GOAL OF THE EXERCISE:
Starting at the line that contains "Step-by-step: (a) view the image below;", quote every line through the end of the entries, word for word, skipping the pictures.

SUPPLIED MATERIAL:
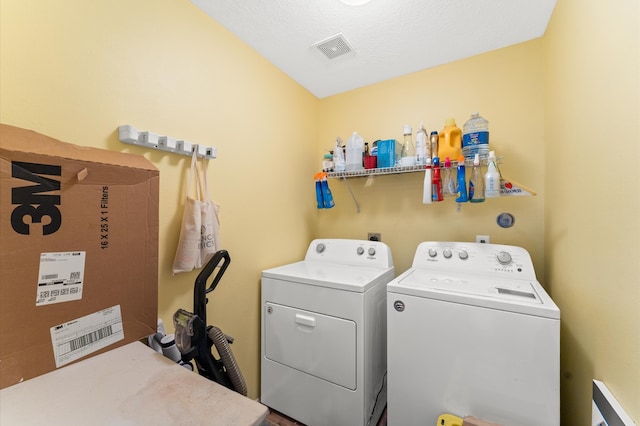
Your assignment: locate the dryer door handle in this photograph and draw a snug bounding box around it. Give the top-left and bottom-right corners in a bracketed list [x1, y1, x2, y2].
[295, 313, 316, 328]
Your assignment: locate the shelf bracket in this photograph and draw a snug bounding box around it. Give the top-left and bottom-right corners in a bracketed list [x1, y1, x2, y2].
[341, 177, 361, 213]
[118, 125, 217, 159]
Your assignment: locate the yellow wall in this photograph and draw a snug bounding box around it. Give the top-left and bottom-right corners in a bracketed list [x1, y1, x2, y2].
[0, 0, 319, 399]
[316, 0, 639, 422]
[544, 0, 640, 423]
[2, 0, 638, 422]
[317, 40, 546, 278]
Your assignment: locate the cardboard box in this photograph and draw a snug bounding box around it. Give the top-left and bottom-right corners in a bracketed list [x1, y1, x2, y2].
[0, 124, 159, 389]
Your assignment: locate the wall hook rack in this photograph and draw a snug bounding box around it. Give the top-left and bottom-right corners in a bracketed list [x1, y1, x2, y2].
[118, 125, 217, 159]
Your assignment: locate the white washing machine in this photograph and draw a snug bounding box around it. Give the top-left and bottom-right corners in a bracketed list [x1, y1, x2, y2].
[387, 241, 560, 426]
[261, 239, 394, 426]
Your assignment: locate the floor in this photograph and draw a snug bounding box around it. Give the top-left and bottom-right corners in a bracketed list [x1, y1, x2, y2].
[263, 406, 387, 426]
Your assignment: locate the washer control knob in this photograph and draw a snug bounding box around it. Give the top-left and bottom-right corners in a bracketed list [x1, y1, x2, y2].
[368, 247, 376, 256]
[443, 249, 453, 259]
[497, 251, 512, 265]
[316, 243, 325, 253]
[357, 247, 365, 255]
[428, 248, 438, 257]
[458, 250, 469, 260]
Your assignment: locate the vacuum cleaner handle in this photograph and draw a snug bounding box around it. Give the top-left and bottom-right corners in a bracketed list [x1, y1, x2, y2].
[194, 250, 231, 321]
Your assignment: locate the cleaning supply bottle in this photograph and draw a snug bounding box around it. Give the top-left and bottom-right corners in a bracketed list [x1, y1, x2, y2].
[400, 125, 416, 166]
[345, 132, 364, 171]
[415, 124, 429, 166]
[443, 157, 456, 197]
[319, 172, 335, 208]
[422, 157, 432, 204]
[333, 137, 345, 172]
[431, 157, 443, 202]
[314, 173, 324, 209]
[462, 112, 490, 160]
[468, 153, 485, 203]
[455, 156, 468, 202]
[438, 118, 462, 161]
[429, 131, 439, 161]
[484, 150, 501, 198]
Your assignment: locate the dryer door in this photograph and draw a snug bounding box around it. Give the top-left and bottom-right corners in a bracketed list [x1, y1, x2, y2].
[264, 302, 356, 390]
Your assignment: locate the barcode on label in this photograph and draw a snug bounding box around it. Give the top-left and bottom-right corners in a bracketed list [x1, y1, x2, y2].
[41, 273, 58, 280]
[69, 326, 114, 351]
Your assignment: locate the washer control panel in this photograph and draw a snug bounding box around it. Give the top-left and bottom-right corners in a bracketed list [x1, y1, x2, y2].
[305, 239, 393, 268]
[412, 241, 536, 280]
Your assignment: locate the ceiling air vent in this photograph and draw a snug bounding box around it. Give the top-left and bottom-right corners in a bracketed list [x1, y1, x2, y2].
[314, 33, 354, 60]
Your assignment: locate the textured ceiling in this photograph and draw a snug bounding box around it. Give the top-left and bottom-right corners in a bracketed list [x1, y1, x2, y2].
[191, 0, 556, 99]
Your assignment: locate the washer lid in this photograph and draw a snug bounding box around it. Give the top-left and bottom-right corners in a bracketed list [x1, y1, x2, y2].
[262, 260, 394, 292]
[388, 269, 559, 319]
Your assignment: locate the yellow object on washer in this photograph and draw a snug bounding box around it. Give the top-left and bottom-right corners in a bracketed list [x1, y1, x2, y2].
[436, 413, 463, 426]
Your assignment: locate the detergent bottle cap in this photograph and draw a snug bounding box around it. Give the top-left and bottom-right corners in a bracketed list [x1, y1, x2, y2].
[445, 117, 456, 127]
[403, 125, 412, 135]
[457, 155, 465, 164]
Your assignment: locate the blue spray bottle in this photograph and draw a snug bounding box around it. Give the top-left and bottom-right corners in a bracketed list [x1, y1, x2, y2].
[319, 172, 335, 209]
[455, 156, 468, 203]
[314, 173, 324, 209]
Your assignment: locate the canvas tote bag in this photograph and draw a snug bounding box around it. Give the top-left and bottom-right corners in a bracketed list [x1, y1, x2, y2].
[172, 149, 221, 274]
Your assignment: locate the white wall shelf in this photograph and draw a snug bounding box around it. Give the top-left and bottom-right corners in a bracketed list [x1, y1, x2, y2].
[326, 156, 534, 213]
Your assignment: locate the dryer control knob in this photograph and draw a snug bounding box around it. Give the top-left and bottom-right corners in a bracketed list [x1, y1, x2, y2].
[443, 249, 452, 258]
[497, 251, 512, 265]
[368, 247, 376, 256]
[316, 243, 326, 253]
[458, 250, 469, 260]
[357, 247, 365, 255]
[428, 248, 437, 257]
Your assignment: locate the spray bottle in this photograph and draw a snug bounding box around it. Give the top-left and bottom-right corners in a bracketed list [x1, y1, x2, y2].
[455, 156, 468, 203]
[423, 158, 432, 204]
[314, 173, 325, 209]
[484, 150, 501, 198]
[468, 153, 485, 203]
[415, 124, 429, 166]
[443, 157, 456, 197]
[431, 157, 443, 202]
[333, 137, 345, 172]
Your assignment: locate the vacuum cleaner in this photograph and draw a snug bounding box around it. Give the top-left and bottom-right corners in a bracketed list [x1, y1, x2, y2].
[172, 250, 247, 395]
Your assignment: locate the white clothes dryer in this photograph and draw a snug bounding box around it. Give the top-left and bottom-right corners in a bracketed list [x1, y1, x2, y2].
[261, 239, 394, 426]
[387, 242, 560, 426]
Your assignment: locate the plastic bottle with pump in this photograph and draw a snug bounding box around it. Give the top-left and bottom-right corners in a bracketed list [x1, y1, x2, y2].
[455, 156, 468, 203]
[415, 124, 429, 166]
[484, 150, 501, 198]
[400, 125, 416, 166]
[345, 132, 364, 171]
[462, 112, 490, 160]
[333, 137, 345, 172]
[438, 118, 463, 161]
[431, 157, 443, 202]
[443, 157, 456, 197]
[468, 153, 485, 203]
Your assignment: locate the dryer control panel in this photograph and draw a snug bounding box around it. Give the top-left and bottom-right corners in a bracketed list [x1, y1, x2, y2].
[411, 241, 537, 280]
[304, 239, 393, 269]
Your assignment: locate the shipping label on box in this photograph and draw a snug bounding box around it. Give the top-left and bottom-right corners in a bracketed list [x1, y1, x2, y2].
[0, 123, 159, 388]
[36, 251, 86, 306]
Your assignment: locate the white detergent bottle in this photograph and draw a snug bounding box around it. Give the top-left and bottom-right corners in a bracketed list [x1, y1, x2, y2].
[345, 131, 364, 171]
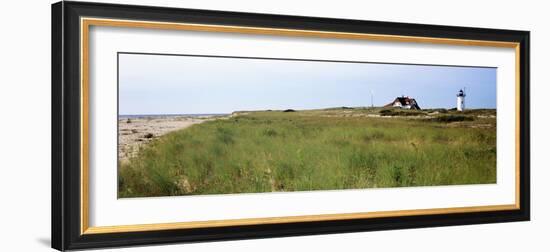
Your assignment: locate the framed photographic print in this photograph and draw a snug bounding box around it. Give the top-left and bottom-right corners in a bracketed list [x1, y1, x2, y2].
[52, 1, 530, 250]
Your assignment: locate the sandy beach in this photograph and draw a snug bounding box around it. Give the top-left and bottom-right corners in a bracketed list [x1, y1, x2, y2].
[118, 116, 220, 162]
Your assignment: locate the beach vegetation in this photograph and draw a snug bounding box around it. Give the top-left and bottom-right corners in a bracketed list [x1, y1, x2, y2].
[118, 108, 496, 197]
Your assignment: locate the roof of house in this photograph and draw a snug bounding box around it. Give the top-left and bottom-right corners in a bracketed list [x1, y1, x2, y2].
[384, 96, 421, 109]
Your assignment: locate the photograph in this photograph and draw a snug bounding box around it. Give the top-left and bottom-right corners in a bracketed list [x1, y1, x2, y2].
[117, 52, 497, 198]
[50, 2, 531, 250]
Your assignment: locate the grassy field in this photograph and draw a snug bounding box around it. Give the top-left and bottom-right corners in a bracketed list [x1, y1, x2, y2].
[118, 108, 496, 198]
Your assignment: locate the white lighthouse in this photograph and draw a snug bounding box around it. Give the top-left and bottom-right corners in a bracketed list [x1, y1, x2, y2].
[456, 88, 466, 111]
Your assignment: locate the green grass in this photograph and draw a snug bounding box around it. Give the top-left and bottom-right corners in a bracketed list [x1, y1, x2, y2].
[118, 109, 496, 198]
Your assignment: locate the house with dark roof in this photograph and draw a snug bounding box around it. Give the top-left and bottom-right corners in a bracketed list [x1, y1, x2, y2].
[384, 96, 421, 110]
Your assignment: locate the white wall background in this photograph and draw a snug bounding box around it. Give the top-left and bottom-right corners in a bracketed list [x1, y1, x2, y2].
[0, 0, 546, 251]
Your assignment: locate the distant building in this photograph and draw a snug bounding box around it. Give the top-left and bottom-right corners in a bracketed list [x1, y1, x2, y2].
[456, 89, 466, 111]
[384, 96, 421, 110]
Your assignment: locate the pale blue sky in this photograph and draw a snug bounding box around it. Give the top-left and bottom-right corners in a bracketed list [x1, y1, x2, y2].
[119, 53, 496, 115]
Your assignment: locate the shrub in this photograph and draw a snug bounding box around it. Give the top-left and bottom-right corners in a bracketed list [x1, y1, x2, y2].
[379, 109, 424, 117]
[433, 115, 474, 122]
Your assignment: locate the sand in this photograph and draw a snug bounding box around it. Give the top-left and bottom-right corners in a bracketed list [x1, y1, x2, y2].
[118, 116, 214, 163]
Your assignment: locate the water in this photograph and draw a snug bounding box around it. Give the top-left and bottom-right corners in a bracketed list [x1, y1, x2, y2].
[119, 113, 229, 119]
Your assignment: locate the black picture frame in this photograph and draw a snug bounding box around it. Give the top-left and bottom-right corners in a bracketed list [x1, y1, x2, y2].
[52, 1, 530, 251]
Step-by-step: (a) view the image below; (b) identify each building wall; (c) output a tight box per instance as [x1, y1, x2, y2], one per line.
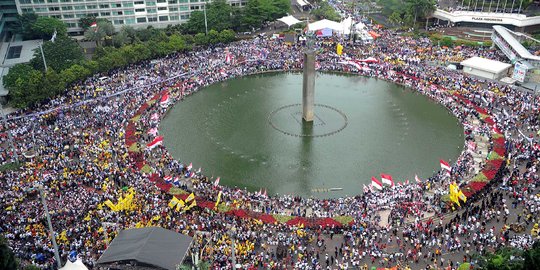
[15, 0, 247, 35]
[463, 66, 501, 80]
[0, 0, 19, 41]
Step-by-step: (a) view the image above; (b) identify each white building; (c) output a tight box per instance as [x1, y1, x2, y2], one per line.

EXERCISE RESULT:
Step-by-step: (a) view the image below; (b) identify each building wall; (c) output a tight box per instance as [x1, y1, x2, y2], one per line.
[15, 0, 247, 35]
[463, 66, 501, 80]
[0, 0, 19, 41]
Step-by-step: (a) view the image above; (b) identify each white building; (c) output a tight box per instance as [x1, y1, x2, y2], one per line.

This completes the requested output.